*Task objective*
As soon as the line containing "Query: windshield" appears, copy it and every following line word for word until the records end.

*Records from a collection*
================

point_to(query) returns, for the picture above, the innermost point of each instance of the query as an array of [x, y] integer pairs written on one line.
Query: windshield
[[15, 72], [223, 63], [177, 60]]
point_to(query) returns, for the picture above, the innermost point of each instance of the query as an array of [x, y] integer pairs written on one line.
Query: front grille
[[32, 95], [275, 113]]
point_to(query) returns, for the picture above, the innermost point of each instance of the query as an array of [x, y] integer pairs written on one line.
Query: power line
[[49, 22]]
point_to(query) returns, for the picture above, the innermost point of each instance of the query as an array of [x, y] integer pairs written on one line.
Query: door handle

================

*Written answer*
Query: windshield
[[15, 72], [223, 63], [177, 60]]
point_to(query) returns, for the picture above, the innermost point of each instance of the query as an array of [x, y] integer pairs written on one line.
Query: front grille
[[32, 95], [275, 113]]
point_to(query) returns, for the picture above, the innermost point of each instance of the query as an array of [x, y] integer pairs written on one line.
Query: power line
[[49, 22]]
point_to(query) returns, for the picture above, the innermost point of each instance of the query as an array of [x, y] integer pairs written on one line.
Query: door handle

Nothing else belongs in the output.